Instructions to follow — Every line with the word "sunglasses" in it should be extracted from the data that follows.

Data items

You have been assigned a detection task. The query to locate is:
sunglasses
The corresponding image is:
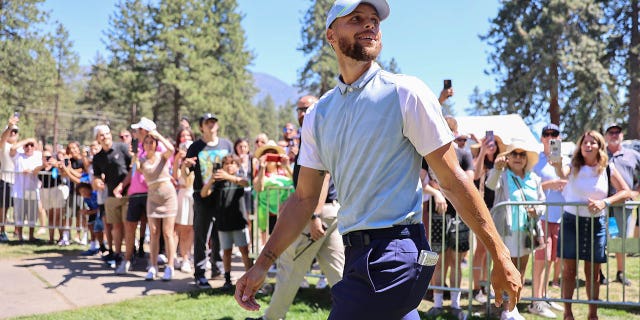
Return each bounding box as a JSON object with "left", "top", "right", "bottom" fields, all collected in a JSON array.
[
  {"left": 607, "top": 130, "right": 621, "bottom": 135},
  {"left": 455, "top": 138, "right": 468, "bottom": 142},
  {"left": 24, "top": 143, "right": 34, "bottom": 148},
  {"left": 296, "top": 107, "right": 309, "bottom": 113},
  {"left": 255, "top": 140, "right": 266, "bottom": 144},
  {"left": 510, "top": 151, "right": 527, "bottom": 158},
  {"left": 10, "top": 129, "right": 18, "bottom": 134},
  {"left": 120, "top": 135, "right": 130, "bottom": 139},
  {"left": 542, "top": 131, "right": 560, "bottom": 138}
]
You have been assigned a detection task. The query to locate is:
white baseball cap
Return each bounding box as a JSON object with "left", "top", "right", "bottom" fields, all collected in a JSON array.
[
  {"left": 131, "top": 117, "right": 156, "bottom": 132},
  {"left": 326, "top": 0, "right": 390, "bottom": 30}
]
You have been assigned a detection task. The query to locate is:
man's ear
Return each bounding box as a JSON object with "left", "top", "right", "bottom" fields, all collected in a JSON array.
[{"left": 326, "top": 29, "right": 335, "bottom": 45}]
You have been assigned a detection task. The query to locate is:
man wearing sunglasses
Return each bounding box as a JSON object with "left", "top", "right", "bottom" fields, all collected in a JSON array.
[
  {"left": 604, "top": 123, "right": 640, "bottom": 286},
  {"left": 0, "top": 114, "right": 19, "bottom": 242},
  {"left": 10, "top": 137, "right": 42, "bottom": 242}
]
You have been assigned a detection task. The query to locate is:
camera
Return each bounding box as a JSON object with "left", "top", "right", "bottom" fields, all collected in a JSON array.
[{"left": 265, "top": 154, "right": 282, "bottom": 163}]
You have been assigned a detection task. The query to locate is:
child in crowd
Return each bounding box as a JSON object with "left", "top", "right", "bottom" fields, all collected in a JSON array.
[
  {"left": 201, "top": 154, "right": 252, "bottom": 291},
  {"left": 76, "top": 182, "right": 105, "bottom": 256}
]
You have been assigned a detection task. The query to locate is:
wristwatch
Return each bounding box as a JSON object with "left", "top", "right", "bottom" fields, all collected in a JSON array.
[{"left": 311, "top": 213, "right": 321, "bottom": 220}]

--

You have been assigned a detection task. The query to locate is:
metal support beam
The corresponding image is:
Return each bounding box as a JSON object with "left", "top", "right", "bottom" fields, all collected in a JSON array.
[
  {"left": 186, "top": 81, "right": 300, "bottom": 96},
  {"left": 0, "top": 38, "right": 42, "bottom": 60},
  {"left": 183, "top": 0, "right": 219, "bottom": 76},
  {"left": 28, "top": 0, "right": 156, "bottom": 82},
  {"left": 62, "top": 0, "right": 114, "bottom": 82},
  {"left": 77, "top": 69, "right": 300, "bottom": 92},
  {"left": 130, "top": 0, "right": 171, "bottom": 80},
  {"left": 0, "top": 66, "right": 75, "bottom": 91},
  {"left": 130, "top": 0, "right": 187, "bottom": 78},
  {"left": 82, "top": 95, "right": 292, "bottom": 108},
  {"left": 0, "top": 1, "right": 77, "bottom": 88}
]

Exercise answer —
sunglasses
man wearing sunglasses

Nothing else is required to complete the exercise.